Turn the lines below, from the line with "Where can you spot the pale" through the line with "Where can you spot the green stem?" (both included), into a Markdown table with the columns No and Text. Number each row and leave out any blank lines.

(LISTING):

-- START --

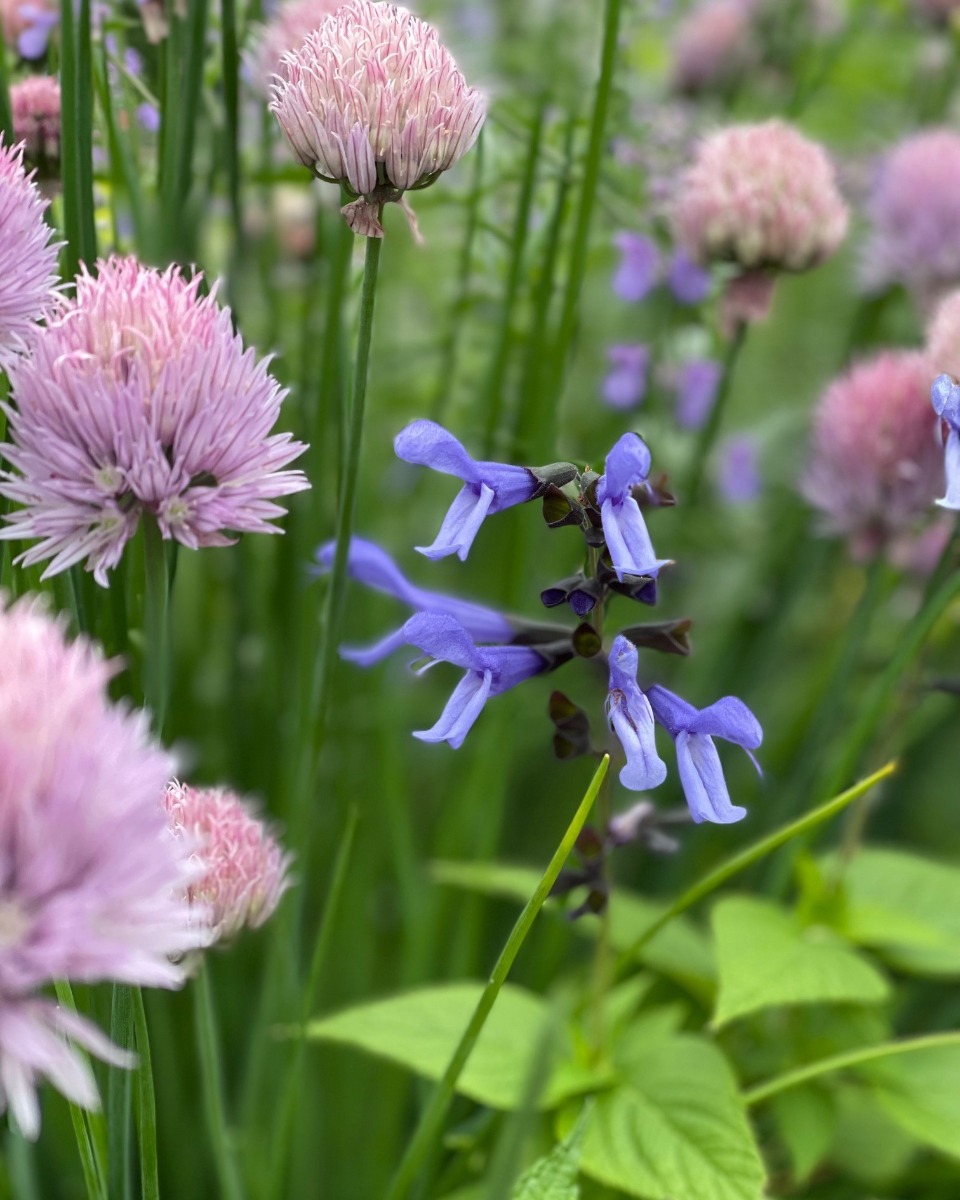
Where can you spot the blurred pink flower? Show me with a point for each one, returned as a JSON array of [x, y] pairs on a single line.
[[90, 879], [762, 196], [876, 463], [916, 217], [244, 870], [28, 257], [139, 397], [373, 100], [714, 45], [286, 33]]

-- END --
-- START --

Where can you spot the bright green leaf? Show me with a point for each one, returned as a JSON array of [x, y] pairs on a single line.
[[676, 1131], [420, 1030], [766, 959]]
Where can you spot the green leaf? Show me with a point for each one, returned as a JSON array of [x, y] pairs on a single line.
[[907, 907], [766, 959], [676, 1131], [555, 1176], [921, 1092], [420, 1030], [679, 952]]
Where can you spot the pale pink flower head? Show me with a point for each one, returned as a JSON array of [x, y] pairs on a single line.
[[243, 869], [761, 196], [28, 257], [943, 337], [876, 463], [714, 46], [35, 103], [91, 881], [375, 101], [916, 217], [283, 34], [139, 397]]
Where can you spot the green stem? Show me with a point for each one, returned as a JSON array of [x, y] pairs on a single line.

-- END --

(SOLUTION TO THIS EXERCISE):
| No | Text |
|---|---|
| 1 | Where can you spot the pale pink flower head? Show me with a point for each one, returned as a JSON array of [x, y] pairs on a single line. |
| 2 | [[243, 869], [761, 196], [28, 257], [943, 337], [876, 463], [714, 46], [35, 103], [91, 881], [375, 101], [916, 217], [283, 34], [139, 397]] |
| 3 | Where can you spot the green stem? Show me with a point for each one, returned as a JSON array of [x, y] pairs on a single line. |